Communication with the laboratory is essential to discuss specific elements and analytical goals. If you are uncertain about any preparation step, please contact the laboratory.
Methods
The ICP-OES is a sophisticated analytical instrument used to determine the elemental composition of a sample. It works by using high-temperature plasma as a source to excite atoms and ions, causing them to emit light at specific wavelengths characteristic of each element. The intensity of this light is then measured to determine the concentration of elements within the sample.
The process begins with sample introduction, where a liquid sample is converted into a fine aerosol using a nebulizer. This aerosol is carried into the plasma by an inert gas, typically argon. The plasma, generated using a high-frequency radiofrequency (RF) coil, creates a high-temperature environment (6,000–10,000 K) that atomizes the sample and excites the atoms and ions.
As the excited atoms and ions return to their ground states, they emit light at wavelengths unique to each element. This emitted light is directed into a spectrometer, where it is separated into its component wavelengths. Detectors measure the intensity of light at each wavelength, which is directly proportional to the concentration of the corresponding element in the sample.
Interpreting Results
Elemental determinations by ICP are typically reported in parts per million (ppm) based on the sample’s weight (for solid samples) or volume (for liquid samples). If dilution factors were applied during sample preparation, these are factored into the final reported values. ICP values reflect the elemental concentration on an atomic weight basis, not as molecular species. For instance, phosphorus is reported as elemental phosphorus rather than phosphate. Converting elemental concentrations to other forms requires accounting for the atomic weight of the element relative to the molecular weight of the compound of interest. Additionally, for elements present in high concentrations, remember that 10,000 ppm on a weight/weight basis equals 1% by weight. For example, a calcium concentration of 20,000 ppm corresponds to 2% calcium by weight in the sample material.
FAQ
"What sample sizes do you need?"

[Stored data]:
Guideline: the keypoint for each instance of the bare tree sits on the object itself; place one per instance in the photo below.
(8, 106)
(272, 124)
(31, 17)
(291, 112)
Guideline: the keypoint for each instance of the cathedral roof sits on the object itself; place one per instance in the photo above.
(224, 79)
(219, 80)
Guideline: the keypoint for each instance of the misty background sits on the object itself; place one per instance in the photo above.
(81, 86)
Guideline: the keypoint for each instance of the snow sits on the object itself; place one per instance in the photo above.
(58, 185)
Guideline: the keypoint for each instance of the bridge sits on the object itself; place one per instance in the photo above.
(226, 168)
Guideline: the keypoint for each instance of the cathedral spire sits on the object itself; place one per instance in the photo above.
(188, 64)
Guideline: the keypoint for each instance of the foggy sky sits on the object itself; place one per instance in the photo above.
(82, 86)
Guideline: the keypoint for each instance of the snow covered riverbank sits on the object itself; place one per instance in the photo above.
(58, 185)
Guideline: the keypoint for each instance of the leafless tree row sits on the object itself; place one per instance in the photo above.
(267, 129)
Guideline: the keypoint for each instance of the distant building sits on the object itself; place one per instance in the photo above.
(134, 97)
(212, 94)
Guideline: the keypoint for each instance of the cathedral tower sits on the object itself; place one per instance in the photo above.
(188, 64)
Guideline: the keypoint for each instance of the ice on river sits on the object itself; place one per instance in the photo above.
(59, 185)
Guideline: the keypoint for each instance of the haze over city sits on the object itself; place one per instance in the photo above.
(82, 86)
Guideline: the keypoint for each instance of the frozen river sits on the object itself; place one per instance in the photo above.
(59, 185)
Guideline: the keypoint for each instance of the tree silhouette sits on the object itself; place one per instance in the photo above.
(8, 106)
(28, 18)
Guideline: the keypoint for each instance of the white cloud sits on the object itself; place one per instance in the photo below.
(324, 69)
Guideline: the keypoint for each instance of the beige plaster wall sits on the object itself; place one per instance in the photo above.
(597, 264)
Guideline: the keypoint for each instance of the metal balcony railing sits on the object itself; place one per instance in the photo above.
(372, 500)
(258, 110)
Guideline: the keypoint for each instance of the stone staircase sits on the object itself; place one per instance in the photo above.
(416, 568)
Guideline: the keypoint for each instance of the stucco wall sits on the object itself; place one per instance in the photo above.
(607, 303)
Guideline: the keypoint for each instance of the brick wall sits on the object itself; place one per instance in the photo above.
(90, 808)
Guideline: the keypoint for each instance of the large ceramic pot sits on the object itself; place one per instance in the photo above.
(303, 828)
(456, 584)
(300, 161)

[Requirement 1]: According to the ICP text, why does converting a reported ICP value into another form, such as phosphate, require accounting for atomic weight? Explain in one to three sentences.
[Requirement 2]: In the ICP text, which inert gas is typically used to carry the aerosol into the plasma?
[Requirement 3]: Transcribe everything in the ICP text from "The process begins" down to "atoms and ions.".
Use only the ICP text and none of the items to complete what comes next.

[Result 1]: ICP values give the concentration of an element on an atomic weight basis rather than as a molecular species, so phosphorus is reported as elemental phosphorus, not phosphate. Converting to another form therefore means relating the element's atomic weight to the molecular weight of the compound of interest.

[Result 2]: Argon.

[Result 3]:
The process begins with sample introduction, where a liquid sample is converted into a fine aerosol using a nebulizer. This aerosol is carried into the plasma by an inert gas, typically argon. The plasma, generated using a high-frequency radiofrequency (RF) coil, creates a high-temperature environment (6,000–10,000 K) that atomizes the sample and excites the atoms and ions.